#### Work request 1:
Answer these from the passage about the human shields' bus journey to Baghdad:
(a) How many double-decker buses carried the first wave of shields?
(b) What was the £500 donation from a well-wisher in Istanbul spent on?
(c) Who was blamed whenever a puncture occurred?
#### Work request 2:
Extend the passage about the human shields' bus journey to Baghdad, starting after its last sentence.

#### Passage to read:
•••••
It was a chilling twist in the saga of the human shields' mission to stop a war in Iraq. It was also inevitable. I accompanied the first wave of shields throughout their 3,500 mile, three-week journey aboard three double-decker buses from Europe to Baghdad and remained with them while they battled unsuccessfully with Iraqi officials to be allowed access to the civilians most thought they had come to protect. The article is rife with examples of the group's dithering, frivolity, and paranoia:Among the catalogue of dramas they experienced en route were numerous breakdowns of the creaking 1967 Routemasters, bickering over the preferred route and acrimonious departures and illness.
During one cold, rainy night in Milan, we were left without our sleeping bags after an Italian went AWOL with the support bus. Later, a £500 donation from a well-wisher in Istanbul was squandered on boxes of Prozac in a misguided attempt to cheer up the war-weary Iraqi civilians.
Conspiracy theories spread like a contagion through the ranks. Whenever a puncture occurred it would be blamed on the CIA. "It's sabotage," Peter Van Dyke, 36, had whispered to a bemused mechanic as he removed a thick screw from a flat tyre in a garage outside Naples.
•••••
#### Dataset entries:
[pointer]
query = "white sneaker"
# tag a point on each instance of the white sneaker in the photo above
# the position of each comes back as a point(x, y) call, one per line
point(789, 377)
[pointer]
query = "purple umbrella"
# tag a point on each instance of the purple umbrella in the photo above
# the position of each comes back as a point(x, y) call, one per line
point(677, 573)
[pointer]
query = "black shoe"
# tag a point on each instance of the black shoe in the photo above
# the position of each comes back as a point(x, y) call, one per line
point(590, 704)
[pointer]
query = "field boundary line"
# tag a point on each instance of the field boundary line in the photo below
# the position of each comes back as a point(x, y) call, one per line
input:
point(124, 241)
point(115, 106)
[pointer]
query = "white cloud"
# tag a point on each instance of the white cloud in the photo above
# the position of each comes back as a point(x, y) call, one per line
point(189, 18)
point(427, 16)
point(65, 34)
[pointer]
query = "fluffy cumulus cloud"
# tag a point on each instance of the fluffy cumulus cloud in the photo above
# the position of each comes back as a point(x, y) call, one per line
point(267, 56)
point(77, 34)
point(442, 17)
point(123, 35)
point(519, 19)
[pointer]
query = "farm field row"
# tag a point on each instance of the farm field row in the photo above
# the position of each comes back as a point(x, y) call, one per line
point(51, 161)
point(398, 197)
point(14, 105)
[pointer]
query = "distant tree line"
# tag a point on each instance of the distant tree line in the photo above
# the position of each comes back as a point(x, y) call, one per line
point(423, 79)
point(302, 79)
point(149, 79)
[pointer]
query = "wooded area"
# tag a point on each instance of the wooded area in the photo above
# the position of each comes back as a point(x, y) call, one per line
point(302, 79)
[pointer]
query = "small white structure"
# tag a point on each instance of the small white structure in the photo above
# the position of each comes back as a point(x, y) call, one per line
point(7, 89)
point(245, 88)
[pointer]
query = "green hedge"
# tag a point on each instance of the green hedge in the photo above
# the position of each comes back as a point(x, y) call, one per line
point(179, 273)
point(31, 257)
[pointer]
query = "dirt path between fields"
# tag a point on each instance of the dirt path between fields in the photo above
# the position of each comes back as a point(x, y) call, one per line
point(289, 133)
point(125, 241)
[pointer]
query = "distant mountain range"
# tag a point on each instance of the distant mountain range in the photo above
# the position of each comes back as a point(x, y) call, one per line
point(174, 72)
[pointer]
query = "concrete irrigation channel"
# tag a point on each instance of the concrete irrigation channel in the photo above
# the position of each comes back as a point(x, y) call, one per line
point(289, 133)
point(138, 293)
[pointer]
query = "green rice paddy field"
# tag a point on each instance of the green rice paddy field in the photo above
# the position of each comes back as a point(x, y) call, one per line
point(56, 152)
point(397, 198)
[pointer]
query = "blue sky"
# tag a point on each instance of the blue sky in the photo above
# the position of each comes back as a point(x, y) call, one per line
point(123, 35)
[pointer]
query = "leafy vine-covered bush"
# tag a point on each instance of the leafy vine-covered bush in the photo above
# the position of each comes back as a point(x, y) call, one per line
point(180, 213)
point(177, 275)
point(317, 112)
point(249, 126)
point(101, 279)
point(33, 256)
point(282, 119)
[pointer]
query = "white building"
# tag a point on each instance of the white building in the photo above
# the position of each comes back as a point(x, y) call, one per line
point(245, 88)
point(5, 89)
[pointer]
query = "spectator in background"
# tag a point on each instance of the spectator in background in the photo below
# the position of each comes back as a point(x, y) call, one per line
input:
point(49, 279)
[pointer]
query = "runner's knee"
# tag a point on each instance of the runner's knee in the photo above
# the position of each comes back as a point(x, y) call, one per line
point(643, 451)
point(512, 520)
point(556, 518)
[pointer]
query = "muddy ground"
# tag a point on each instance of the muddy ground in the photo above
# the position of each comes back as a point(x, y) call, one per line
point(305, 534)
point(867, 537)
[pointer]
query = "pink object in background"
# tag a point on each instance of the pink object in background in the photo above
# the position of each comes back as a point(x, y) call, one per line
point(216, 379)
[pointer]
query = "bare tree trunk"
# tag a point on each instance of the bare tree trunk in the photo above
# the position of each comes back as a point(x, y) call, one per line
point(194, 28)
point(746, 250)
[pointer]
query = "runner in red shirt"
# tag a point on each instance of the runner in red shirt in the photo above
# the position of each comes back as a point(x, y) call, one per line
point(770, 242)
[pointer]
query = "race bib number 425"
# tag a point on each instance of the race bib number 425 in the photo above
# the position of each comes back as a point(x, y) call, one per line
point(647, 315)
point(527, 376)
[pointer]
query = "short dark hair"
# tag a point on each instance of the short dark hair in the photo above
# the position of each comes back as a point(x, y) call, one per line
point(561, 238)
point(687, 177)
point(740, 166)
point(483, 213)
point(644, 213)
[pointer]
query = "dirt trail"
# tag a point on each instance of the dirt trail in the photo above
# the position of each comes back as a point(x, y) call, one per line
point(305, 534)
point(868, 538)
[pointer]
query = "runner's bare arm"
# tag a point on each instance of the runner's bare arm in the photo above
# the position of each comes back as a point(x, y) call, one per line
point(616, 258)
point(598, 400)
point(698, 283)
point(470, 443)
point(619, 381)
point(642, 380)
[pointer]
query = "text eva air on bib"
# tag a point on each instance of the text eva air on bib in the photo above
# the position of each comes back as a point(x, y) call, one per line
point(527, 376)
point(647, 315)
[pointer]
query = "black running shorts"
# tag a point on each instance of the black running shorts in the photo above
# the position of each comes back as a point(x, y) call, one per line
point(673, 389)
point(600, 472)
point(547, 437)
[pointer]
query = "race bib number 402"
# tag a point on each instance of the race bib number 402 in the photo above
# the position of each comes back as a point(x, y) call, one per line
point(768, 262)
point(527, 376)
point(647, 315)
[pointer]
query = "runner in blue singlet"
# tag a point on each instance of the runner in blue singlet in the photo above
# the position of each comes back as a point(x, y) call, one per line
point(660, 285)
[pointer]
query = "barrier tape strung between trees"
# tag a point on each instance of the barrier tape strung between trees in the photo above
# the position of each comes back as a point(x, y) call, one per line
•••••
#### Written answer 1:
(a) Three.
(b) Boxes of Prozac.
(c) The CIA.

#### Written answer 2:
Sue Darling, 60, a former diplomat from Surrey, had been eager to demonstrate her civil service credentials: most importantly, she confided in one shield, she knew how to recognise a spy. Her first suspect turned out to be The Telegraph's photographer.
Little surprise then that so few were alert to the real nature of the regime that welcomed them to the Iraqi capital two weeks ago. After a propaganda lecture from Dr Hashimi, one young American told me: "It's so interesting to hear what is really going on in this country." He scoffed at any suggestion that their good intentions might be misused by Saddam's regime: "All we have seen here is continuous kindness and hospitality." As an interesting note, the article makes mention of Ken O'Keefe, whom the left triumphantly describes as "a former US Marine who fought in the Gulf War", as if the presence of a former Marine renders the administration illegitimate. The article pounds a nail through that notion:Not everyone was upset by the latest turn in events. Ken O'Keefe, 33, the founder of the human shields movement who served as a US marine during the Gulf war, had always planned to protect Iraqi "installations" should bombs rain down on the capital.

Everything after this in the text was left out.